# start of DATA EXTRACT
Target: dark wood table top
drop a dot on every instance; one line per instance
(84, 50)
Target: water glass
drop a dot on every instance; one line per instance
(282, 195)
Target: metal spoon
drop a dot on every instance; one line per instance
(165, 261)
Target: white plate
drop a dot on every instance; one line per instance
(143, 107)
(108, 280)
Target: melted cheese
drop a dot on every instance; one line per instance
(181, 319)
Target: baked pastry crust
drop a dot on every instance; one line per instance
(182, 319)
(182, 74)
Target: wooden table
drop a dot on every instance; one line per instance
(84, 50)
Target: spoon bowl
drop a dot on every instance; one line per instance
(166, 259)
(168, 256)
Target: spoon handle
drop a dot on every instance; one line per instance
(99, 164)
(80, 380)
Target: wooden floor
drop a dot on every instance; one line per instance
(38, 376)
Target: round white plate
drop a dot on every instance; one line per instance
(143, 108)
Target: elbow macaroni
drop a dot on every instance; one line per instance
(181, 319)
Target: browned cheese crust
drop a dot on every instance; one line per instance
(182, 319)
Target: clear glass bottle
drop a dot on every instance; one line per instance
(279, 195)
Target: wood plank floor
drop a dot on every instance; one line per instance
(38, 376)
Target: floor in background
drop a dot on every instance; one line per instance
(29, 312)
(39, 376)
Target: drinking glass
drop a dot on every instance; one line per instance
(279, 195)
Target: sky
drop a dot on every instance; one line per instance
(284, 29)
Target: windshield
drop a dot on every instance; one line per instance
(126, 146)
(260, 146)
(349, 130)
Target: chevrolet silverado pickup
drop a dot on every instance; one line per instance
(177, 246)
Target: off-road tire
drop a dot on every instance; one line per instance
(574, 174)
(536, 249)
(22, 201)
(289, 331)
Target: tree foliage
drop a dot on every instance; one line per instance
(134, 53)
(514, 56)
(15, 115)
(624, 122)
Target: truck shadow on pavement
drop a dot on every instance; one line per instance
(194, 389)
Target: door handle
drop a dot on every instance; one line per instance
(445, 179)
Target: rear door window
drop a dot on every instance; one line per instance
# end of DATA EXTRACT
TASK BRIEF: Write out once more the lines above beginning at the line with "Target: wood plank floor"; continue through the final line and stop there.

ANSWER TO THE EXERCISE:
Target: wood plank floor
drop a dot on every instance; one line per instance
(38, 376)
Target: floor in background
drop a dot on every instance; one line per instance
(29, 312)
(39, 376)
Target: drinking glass
drop a dot on every instance; one line per instance
(279, 195)
Target: sky
drop a dot on every instance; one line per instance
(284, 29)
Target: windshield
drop a dot on every instance; one line per instance
(126, 146)
(260, 146)
(349, 130)
Target: chevrolet silverado pickup
drop a dot on every instance; one line per instance
(177, 246)
Target: off-road tire
drop a dot on every instance; one line per instance
(574, 174)
(536, 249)
(22, 201)
(289, 331)
Target: tree foliage
drop a dot on every instance; one line per instance
(134, 53)
(514, 56)
(15, 115)
(624, 122)
Target: truck shadow on pavement
drop a dot on every instance; one line per instance
(194, 389)
Target: door handle
drop a dot on every instance; one line per instance
(445, 179)
Target: rear door window
drop a dot on every instance; one line per instance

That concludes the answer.